--- Texte ---

Alors que le ministère de l’Intérieur et des Collectivités locales a réaffirmé, dès le début de la saison estivale 2015, l’interdiction des solariums, et malgré toute l’encre que le débat a fait couler, rien n’a pu empêcher les «seigneurs» des plages de défendre leurs «territoires».
Face à la montée ininterrompue du mercure, la nouvelle Mecque continue toujours de recevoir ses visiteurs venus de tous les coins du pays. La Méditerranée persiste à les séduire par sa fraîcheur, sa vue imprenable, scintillante, ses vagues capricieuses. Les estivants, soucieux de la fin très proche de la haute saison, se ruent sur les plages.
Un fait ordinaire en période de grandes chaleurs. Du sable fin, des galets ou des rochers ne sont que des détails pour le plaisir de la détente face à un été caniculaire. Un cadeau du ciel, mais qui cache une autre vérité. En leur qualité d’espace public, les plages ont été «privatisées» par la force. Un véritable diktat mafieux, défiant les différents responsables, qui par le passé ont annoncé haut et fort la gratuité des plages.
Et voila un autre été qui fait couler beaucoup d’encre. Malgré la fin proche de l’été, le diktat continue et ne cesse de faire parler de lui, témoignant ainsi d’une autre réalité du pays. Août : gain facile et rush d’estivants Les grandes chaleurs font que les citoyens se ruent sur les plages pour un peu fraîcheur.
En effet, tout le monde vise un seul panneau d’indication, celui des plages. Août, mois des congés, coïncide avec la période des grandes vacances scolaires et enregistre ainsi un record en matière d’affluence. Une aubaine pour les écoliers, vu que quelques jours seulement les séparent de la reprise des cours. Entre canicule et temps libre, une virée pour s’allonger sur le sable doré. Les vacanciers ne sont jamais déçus.
Les nuages sont en cette période en abandon de poste, quant au soleil il ne rate jamais l’occasion de se présenter chaleureusement, marquant un ciel dégagé aux visiteurs. Une chance aux fans du bronzage de profiter d’une séance pour brunir à l’état naturel. Migrants ou riverains, tous apprécient cette période pour passer des journées de détente et de répit en ces moments de chaleur.
Les plages les plus réputées d’Alger n’ont jamais vu autant de monde. Le tourisme local, en constante augmentation, donne une raison supplémentaire à certaines pratiques malhonnêtes de faire un gain facile par la location illégale des solariums aux estivants. Ces derniers ouvrent leurs portefeuilles aux «propriétaires autoproclamés » face à la menace de l’exclusion de leur «territoire» par la force. L’officiel versus le diktat bandit La situation aujourd’hui parle d’elle-même, lorsqu’une décision officielle est formulée, sa réalité ne se reflète pas sur le terrain. Le cas des plages, un infime exemple parmi d’autres.

--- Données fournies ---

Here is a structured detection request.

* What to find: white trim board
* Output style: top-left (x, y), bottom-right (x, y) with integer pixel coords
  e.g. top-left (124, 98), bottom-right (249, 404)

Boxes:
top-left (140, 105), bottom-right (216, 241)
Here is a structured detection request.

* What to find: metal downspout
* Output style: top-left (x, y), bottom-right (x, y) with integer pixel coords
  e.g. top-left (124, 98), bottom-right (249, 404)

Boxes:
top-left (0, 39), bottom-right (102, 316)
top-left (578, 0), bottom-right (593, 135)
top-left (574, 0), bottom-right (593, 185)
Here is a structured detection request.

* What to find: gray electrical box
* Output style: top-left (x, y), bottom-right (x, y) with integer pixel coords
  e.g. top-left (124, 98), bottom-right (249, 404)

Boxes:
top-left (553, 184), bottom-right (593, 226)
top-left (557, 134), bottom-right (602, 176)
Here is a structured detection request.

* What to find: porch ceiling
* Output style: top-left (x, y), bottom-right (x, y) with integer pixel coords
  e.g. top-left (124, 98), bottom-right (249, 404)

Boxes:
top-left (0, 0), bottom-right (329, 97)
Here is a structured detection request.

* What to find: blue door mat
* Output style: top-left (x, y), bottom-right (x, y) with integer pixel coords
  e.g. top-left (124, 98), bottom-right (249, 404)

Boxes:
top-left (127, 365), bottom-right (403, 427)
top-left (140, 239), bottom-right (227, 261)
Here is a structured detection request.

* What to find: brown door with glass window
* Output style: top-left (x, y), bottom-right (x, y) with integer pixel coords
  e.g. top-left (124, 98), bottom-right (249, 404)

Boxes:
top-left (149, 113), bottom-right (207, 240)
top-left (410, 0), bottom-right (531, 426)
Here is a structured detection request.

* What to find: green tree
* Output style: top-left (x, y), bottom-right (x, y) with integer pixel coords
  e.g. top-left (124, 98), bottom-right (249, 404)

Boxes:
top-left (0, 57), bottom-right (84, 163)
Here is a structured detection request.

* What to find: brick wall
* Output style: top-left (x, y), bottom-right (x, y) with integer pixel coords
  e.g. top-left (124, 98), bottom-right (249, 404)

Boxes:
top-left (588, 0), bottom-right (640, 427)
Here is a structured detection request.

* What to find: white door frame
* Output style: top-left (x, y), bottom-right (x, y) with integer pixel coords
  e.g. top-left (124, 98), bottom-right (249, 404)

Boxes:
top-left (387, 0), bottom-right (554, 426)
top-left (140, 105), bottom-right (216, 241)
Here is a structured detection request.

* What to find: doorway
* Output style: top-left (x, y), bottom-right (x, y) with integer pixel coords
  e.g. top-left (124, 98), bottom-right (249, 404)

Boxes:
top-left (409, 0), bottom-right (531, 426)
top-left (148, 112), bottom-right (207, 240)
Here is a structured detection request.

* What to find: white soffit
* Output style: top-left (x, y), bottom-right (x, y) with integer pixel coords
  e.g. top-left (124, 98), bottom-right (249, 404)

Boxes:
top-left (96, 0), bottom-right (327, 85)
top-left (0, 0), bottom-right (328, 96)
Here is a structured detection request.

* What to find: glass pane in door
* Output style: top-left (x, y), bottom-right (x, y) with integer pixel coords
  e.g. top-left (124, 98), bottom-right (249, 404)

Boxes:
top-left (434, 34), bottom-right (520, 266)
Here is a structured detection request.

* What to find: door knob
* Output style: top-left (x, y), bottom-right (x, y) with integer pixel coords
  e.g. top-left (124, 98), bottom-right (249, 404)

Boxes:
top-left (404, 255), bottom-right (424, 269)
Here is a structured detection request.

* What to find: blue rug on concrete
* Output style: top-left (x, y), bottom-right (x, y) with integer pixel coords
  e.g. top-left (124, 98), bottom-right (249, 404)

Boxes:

---

Consigne: Rédigez la suite du texte sur les plages d'Alger, en reprenant juste après sa dernière phrase. Ces lignes n'interviennent d'aucune façon dans l'exercice.

Réponse:
Si les plages sont décrétées espaces gratuits aux visiteurs, cela sous- entend que la concession est illégale. La loi perd ici toute sa rigueur pour céder la place à l’anarchie. Le choix existe entre le gain ou la perte, et ces personnes qui n’ont rien à perdre imposent leur vision par tous les moyens. Ils visent alors la location illicite de parasols et tables aux estivants, dans des lieux qualifiés de «publics». Faire payer les estivants est devenu un acte ordinaire et ce, malgré la décision officielle portant interdiction de solariums payants sur les plages.
Il faut savoir que certaines d’entre elles sont patrouillées par des brigades de la gendarmerie. «Faire passer le solarium pour une propriété privée, la brigade de gendarmerie risque de le confisquer pour traquer les concessionnaires», nous a déclaré Salima lors de sa visite à la plage des Sables d’or à Alger. Les jeunes squatteurs louent l’équipement et préviennent les estivants de dire, lors du passage des gendarmes, qu’ils s’agit de leur propre matériel.
Les squatteurs, souvent riverains des plages en question, pensent être les seigneurs des stations balnéaires. Intouchables et impunis, ils font la loi et imposent leur diktat et leurs règles sur le simple citoyen, profitant des brèches du manque de contrôle de la police. L’estivant, entre la loi du plus fort et la chaleur brulante de l’été, se soumet aux régles mafieuses.
Depuis leur arrivée, les estivants sur les plages, vivent le calvaire. Car pour passer une journée de détente sur une plage publique, ils sont obligés de montrer leurs billets aux organisateurs «autoproclamés ». Quand les lieux de stationnement affichent complet, les circonstances font que naissent des parkings sauvages, où le citoyen est obligé de payer au moins le double du tarif de base, soit le prix de 100 dinars pour seulement garer sa voiture.
Ils assaillent leurs proies pour tirer un bénéfice, entre 500 et 1 000 dinars, des sommes d’argent comparables à une journée de travail d’un simple fonctionnaire. Aujourd’hui, le diktat mafieux semble entrer en conflit avec les décisions des responsables. Depuis le début de la saison estivale, qui tire à sa fin, rien n’a pu arrêter une situation où l’audace est plus forte que la loi. Qui sont les responsables derrière la concession ? Miramar, Sables d’or, Alger Plage… et la liste est très longuedes plages relevant de la wilaya d’Alger.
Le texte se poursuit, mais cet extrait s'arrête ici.